**本文抜粋**
主税局職員には専門知識が不可欠=税務連合支部

品川都税事務所
品川都税事務所
 私たち主税局職員は、都の行政にあって唯一税の賦課徴収を行っている部署です。
 大まかに言えば地方税として、課税部門として事業を行っている法人と個人の申告による課税、土地や家屋など資産を持っている法人や個人への申告によらない行政としての課税と徴収部門として納税期限までに納付されなかった税の強制を含む徴収に大別されます。
 税務行政は、景気や社会情勢を敏感に反映します。特に今日のように経済の長期後退(負のスパイラル)とそれによる先行きの見えない経済状況の中にあっては、いやおうなく税への意識は高まり、税の課税にあたってはその根拠と内容について詳細な説明が求められ、理解を得るには、国の税法の他、課税にかかわる様々な関係法令(商法、民法など)も身に着けなければなりません。
 また、税を納められない方が増える一方、悪質な税逃れもあり、親切丁寧な対応とともに時として毅然たる対応も求められます。一納税者の窓口対応に何時間もかかると言うこともしばしばです。映画やテレビの税金マルサとしての対応も求められます。

知識と経験継承し税務行政を推進

 また、税法は時々の政策により毎年のように変わります。法律が変わればそのもとに定められる条例や規則、通達などが連動し時には大きな業務変更も伴います。
 身近なところでは、石原前知事になってから、政策推進の名のもとに多数の条例改正がされました。今年も東日本大震災にかかわり防災として実施される木密地域不燃化10年プロジェクトの推進による税の減免も実施されます。
 私たちが対応するのは、税理士、公認会計士、弁護士など税や資産に関連する資格を持った専門家との対応や国税職員と対等の業務など、きわめて専門性や困難性を持った業務を行っています。
 こうした専門家としっかり対応できるベテランには一朝一夕ではなれません。新人が身に着けるのは大変ですが、職場ではベテランと一体となって業務を推進することで揺らがない税務行政を推進しています。


職業能力開発センターは「人づくり」の場=労働支部

都立多摩職業能力開発センター
都立多摩職業能力開発センター
 都の公共職業訓練は、これまでの技術専門校が改編され、現在4箇所の職業能力開発センター、9箇所のセンター校、東京障害者職業能力開発校を中心に実施されています。センターには、機械系、電気系、建築系、化学・印刷系など、様々な訓練科目があり、ハローワークから紹介される離転職者や、高校等の学卒者、障害者の方など、たくさんの訓練生を受け入れています。従来の若年者雇用やものづくりの技能継承といった側面だけでなく、「第2のセーフティネット」の1つ、失業・福祉対策として、国の政策の中でも重視されるようになってきています。

**リスト**
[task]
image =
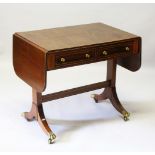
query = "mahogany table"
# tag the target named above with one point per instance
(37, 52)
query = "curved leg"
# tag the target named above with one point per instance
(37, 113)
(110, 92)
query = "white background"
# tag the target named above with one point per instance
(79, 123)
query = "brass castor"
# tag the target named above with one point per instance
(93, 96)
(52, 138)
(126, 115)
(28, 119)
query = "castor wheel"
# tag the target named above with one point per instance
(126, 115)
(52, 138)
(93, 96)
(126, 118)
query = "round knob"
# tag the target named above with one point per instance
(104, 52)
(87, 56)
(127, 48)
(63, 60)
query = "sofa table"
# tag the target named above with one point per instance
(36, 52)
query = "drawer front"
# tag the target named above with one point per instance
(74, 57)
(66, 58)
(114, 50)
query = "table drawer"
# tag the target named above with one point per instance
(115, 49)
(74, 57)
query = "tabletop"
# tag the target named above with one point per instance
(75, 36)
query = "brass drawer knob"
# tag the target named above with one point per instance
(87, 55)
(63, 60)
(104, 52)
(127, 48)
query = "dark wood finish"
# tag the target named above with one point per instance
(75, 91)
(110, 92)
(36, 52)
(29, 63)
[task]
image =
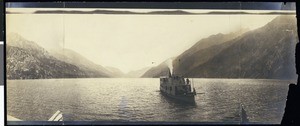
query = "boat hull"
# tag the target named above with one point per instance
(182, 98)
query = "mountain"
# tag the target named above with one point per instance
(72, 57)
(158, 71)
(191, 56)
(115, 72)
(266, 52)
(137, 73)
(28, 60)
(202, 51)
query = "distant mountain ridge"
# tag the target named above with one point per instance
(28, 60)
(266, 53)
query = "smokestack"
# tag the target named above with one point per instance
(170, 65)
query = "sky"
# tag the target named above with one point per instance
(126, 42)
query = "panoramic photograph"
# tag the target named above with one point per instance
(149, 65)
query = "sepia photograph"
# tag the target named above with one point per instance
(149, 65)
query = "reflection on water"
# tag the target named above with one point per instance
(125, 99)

**課題 1**
本文抜粋によると、主税局職員が課税の理解を得るために国の税法の他に身に着けなければならないものは何ですか？
**課題 2**
都の公共職業訓練と職業能力開発センターについての本文抜粋を、最後の文の後から書き継いでください。

**模範解答 1**
課税にかかわる様々な関係法令（商法、民法など）です。

**模範解答 2**
 2011年4月には、多摩センターが、昭島市の「産業サポートスクエア・TAMA」内に移転・新築しました。また、軽度知的障害者訓練の展開や、国委託訓練の事務集中化、地域の能力開発拠点としての役割も期待され、これまでの「職業技術専門校」を超えて、多様な訓練生の受け入れ、新しい事業展開を行っています。

新しく仲間となった指導員のために

 しかし、技術専門校の組織は変わっても、知識・技術を単に学ぶだけでなく、「人づくり」の場だということは今も昔も変わりません。社会人としての基本的な生活指導を含め、生徒と全人格的に関わらなければならないこともあります。また、教材の作成、訓練用機械のメンテナンス、就職支援、就職後のフォローまでも行っています。訓練に当たる職業訓練指導員の仕事は、深く多岐多様です。
 ここ数年、団塊の世代の指導員が次々と再任用終了となり、指導員の新規採用が復活しています。新しい仲間を迎え、現場にも活気があります。
 今、特勤手当の改定問題で、私たちの職場が取り上げられており、昨年末には多摩・板橋の2校に現場調査がありました。
 調査に当たる都庁職と総務局の方々には、全ての訓練科目を見ていただき、現場から、訓練職場の実態について説明をしました。
 後に続く職員のためにも、支部一丸となって頑張っていきます。